A block of data:
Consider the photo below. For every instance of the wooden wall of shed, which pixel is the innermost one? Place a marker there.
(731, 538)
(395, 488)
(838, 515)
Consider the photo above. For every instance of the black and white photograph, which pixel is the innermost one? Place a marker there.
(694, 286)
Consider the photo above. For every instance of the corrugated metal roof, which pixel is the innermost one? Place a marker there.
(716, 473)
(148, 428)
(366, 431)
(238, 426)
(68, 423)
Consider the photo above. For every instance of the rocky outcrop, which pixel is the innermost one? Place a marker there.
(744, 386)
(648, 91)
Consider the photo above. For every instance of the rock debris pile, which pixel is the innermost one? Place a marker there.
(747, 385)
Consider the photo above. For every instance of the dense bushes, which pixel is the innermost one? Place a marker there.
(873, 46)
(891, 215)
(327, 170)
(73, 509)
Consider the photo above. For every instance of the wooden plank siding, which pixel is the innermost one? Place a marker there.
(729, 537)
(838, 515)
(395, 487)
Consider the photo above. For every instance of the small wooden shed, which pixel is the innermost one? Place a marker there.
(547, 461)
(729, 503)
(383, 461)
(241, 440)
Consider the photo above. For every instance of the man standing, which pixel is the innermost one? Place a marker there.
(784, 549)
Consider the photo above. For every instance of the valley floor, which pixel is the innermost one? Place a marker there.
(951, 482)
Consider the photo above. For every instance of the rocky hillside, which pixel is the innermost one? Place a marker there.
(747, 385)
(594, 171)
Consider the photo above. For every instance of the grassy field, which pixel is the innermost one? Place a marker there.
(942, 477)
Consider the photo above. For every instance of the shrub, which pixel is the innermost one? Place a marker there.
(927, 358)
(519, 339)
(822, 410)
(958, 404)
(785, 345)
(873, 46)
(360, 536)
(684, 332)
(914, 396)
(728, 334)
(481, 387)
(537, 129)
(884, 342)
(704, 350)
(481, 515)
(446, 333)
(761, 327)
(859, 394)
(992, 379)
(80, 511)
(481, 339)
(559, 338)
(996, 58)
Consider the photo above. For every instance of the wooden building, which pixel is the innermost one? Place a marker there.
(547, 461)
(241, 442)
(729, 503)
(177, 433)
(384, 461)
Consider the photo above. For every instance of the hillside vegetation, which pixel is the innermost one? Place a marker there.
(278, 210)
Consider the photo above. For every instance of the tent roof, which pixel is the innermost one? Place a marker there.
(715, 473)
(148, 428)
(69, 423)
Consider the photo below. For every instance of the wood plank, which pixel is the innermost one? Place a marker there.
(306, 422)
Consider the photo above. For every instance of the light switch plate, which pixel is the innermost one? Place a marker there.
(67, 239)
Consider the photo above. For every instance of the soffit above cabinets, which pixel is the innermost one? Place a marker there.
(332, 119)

Written task » Copy the whole listing above word for word, keeping every line in its original order.

Worked answer »
Consider the photo below. For every instance of the wooden wall of shed, which pixel is the innermost one? Place a marker there.
(731, 538)
(395, 488)
(838, 515)
Consider the photo above. For every instance of the black and white photograph, which pixel is the innermost one? Place a marker there.
(694, 286)
Consider the photo above. For every instance of the corrugated metal roof, which pixel is the innermost one? Place a marker there.
(716, 473)
(148, 428)
(366, 431)
(238, 426)
(68, 423)
Consider the photo above. For every instance of the rocky outcrop, which pixel is the innermost one? Place a marker there.
(744, 386)
(648, 91)
Consider the photo above. For every instance of the rock debris pile, which pixel is the innermost one? Place a marker there.
(747, 385)
Consider the photo above. For every instance of the dense bushes, which pixel is the innermost one? Place a marker there.
(873, 46)
(891, 215)
(327, 170)
(73, 509)
Consider the photo above. For every instance of the wooden plank siding, which pixel is the innermost one? Place a marker there.
(729, 537)
(838, 515)
(395, 487)
Consider the photo above. For every instance of the small wooden shed, which pixel is the innermost one? Place a marker there.
(547, 461)
(729, 503)
(383, 461)
(241, 440)
Consider the photo above. For every instance of the man standing, which pixel is the innermost one? Place a marker there.
(784, 549)
Consider the photo above. For every instance of the valley floor, which pixel is the innermost one? Place a marker there.
(951, 482)
Consider the photo above. For every instance of the rocky hillside, which pixel is the innermost one? Place a marker there.
(747, 385)
(594, 171)
Consider the photo above. For every instance of the grassy field, which pixel is the innermost one? Place a marker there.
(942, 477)
Consider the photo above. For every instance of the shrub, which pixel is the innermost one? Place a marker there.
(927, 358)
(519, 339)
(822, 410)
(958, 404)
(785, 345)
(873, 46)
(360, 536)
(684, 332)
(914, 396)
(728, 334)
(481, 387)
(537, 129)
(884, 342)
(704, 350)
(481, 515)
(446, 333)
(761, 327)
(859, 394)
(992, 379)
(80, 511)
(481, 339)
(559, 338)
(996, 58)
Consider the photo above. For every instance of the wooden building, which pixel is the innermost one? Place a marker there.
(547, 461)
(241, 442)
(729, 503)
(177, 433)
(384, 461)
Consider the photo above. For every instance of the hillside vegetation, which pixel is the innermost one? Place a marker there.
(278, 210)
Consider the photo above. For every instance of the tent roof, which pixel is the innermost one? Place a marker there.
(715, 473)
(148, 428)
(69, 423)
Consider the photo below. For every instance of the wood plank, which pixel is the innermost one? Place a marker there.
(306, 422)
Consider the photo above. For every instance of the light switch plate, which pixel is the innermost one? Place a marker there.
(67, 239)
Consider the photo above. For every instance of the soffit above cabinets, which pixel is the innermost one? Place a marker there.
(332, 119)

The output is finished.